▶ To do: Convert the entries starting at the line that contains "Tag each instance of the watch face" and ending at the line that contains "<point>594,273</point>" into a two-column CSV with the headers instruction and point. Write one row per entry, put each field in double quotes, and replace any line breaks with spaces.

++++++++++++++++++++

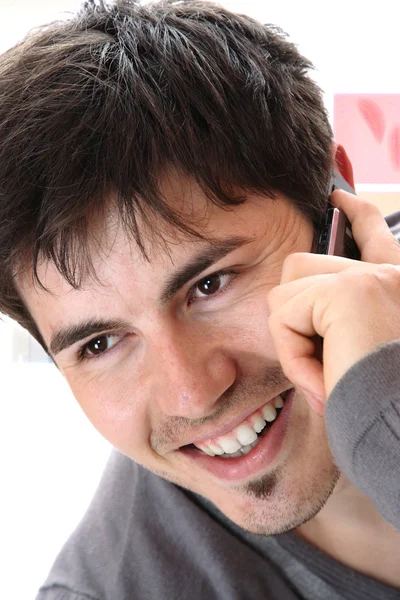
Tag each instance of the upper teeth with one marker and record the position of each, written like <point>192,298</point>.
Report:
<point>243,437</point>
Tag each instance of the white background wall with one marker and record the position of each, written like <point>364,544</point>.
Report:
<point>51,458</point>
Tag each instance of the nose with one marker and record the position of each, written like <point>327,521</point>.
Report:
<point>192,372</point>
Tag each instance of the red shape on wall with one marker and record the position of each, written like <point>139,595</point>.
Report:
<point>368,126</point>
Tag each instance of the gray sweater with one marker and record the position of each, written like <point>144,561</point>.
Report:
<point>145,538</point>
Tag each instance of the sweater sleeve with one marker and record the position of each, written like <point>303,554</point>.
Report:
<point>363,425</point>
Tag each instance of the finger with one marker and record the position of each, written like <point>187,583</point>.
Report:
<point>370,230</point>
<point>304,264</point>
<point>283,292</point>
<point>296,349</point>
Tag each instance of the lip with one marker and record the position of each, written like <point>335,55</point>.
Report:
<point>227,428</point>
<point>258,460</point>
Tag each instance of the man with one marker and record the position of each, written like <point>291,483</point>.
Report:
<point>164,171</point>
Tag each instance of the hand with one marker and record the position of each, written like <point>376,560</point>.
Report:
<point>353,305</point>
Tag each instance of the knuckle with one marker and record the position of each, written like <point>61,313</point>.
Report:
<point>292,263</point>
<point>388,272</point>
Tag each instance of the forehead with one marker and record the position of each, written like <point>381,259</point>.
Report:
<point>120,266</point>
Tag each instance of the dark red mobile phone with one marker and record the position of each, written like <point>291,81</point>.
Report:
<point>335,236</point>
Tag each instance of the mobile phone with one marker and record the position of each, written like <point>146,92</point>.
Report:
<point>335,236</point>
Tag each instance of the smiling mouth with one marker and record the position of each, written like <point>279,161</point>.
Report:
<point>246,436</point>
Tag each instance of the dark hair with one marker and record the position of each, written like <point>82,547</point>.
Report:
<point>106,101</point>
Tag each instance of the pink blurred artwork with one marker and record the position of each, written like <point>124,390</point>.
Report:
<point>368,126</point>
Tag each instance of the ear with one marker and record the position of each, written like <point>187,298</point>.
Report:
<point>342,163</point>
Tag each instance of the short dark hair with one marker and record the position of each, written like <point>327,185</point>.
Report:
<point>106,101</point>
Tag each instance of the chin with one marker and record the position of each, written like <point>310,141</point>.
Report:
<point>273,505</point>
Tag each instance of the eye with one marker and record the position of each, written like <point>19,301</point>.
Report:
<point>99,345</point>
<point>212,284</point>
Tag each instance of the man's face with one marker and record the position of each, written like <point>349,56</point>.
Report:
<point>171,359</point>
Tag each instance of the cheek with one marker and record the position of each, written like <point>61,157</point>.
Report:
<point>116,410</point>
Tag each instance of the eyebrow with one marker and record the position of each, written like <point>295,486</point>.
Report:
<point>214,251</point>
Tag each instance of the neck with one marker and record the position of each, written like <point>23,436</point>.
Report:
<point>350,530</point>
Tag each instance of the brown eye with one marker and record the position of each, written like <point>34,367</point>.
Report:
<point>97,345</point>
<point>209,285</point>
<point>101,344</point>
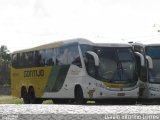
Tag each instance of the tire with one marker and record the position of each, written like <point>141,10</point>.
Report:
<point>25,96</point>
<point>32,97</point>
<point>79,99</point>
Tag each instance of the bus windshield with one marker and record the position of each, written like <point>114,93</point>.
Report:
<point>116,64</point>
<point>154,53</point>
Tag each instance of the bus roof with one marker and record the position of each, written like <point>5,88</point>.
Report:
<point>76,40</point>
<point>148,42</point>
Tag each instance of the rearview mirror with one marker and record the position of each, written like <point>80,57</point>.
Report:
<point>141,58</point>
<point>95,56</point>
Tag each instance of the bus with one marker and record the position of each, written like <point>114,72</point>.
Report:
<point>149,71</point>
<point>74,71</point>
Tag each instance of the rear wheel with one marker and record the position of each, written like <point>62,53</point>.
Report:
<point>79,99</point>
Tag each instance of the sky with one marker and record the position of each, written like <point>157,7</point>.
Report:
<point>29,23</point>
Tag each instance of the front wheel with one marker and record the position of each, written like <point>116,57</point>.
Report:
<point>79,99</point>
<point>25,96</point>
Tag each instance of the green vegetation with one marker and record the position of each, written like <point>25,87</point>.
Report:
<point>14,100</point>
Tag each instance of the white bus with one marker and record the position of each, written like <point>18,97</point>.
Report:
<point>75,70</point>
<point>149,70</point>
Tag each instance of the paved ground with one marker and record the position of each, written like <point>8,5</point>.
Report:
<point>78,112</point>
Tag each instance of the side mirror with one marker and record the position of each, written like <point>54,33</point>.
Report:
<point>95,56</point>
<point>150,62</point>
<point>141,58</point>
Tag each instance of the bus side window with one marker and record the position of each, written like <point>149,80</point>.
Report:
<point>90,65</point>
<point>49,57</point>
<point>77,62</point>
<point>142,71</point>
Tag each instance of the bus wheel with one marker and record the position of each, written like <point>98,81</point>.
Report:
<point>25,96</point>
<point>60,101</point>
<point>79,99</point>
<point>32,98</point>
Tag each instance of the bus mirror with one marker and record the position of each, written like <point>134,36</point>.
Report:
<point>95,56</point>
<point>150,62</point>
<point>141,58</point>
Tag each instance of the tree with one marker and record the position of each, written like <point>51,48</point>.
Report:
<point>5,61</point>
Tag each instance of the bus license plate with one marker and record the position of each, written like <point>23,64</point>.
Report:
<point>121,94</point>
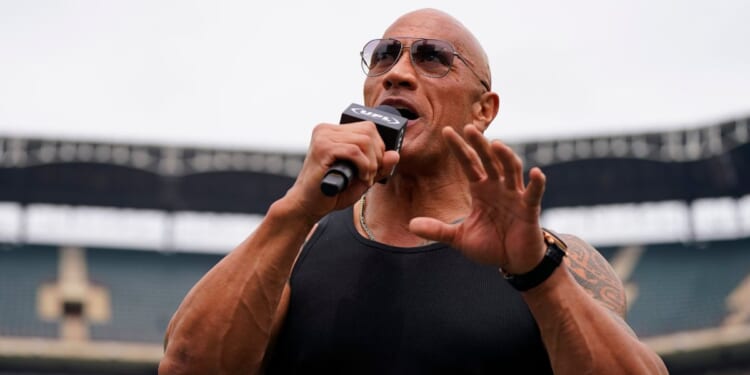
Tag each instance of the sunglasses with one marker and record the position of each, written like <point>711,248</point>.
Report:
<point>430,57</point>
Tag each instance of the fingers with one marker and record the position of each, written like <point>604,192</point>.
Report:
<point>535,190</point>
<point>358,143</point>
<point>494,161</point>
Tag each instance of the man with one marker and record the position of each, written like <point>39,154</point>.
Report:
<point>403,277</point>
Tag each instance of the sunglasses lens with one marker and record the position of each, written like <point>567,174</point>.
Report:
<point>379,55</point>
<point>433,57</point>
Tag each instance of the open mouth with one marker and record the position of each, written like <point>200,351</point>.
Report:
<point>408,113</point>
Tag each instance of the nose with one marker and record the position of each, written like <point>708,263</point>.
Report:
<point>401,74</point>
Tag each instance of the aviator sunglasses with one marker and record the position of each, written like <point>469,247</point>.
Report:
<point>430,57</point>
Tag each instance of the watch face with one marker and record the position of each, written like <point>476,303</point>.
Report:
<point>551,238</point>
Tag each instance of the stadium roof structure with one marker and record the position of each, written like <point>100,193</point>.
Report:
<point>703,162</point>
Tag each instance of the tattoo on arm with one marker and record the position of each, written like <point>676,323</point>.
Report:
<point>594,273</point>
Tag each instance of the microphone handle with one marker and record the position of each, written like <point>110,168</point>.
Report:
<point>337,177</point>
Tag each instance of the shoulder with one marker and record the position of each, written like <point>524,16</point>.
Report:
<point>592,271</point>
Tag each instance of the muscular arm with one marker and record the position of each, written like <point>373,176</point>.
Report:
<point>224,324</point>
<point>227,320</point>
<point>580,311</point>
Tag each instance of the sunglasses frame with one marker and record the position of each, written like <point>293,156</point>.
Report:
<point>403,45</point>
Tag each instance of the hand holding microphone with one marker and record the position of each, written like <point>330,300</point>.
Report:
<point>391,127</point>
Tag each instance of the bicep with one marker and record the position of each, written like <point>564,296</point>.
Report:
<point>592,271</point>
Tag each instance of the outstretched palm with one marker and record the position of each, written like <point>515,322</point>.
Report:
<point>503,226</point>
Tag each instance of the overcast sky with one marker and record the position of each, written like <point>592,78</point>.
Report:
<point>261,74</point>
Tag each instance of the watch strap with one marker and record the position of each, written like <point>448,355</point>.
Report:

++++++++++++++++++++

▶ Solution below:
instruction,point
"Tag each instance of the watch face with one marker and record the position of each, written like <point>476,303</point>. Report:","<point>551,238</point>"
"Tag each instance of the stadium roof structure with one marker and record the position of each, written like <point>100,193</point>. Report:","<point>703,162</point>"
"Tag each instance of the tattoo on arm with one marker and record the position of each, written like <point>676,323</point>. Report:","<point>594,273</point>"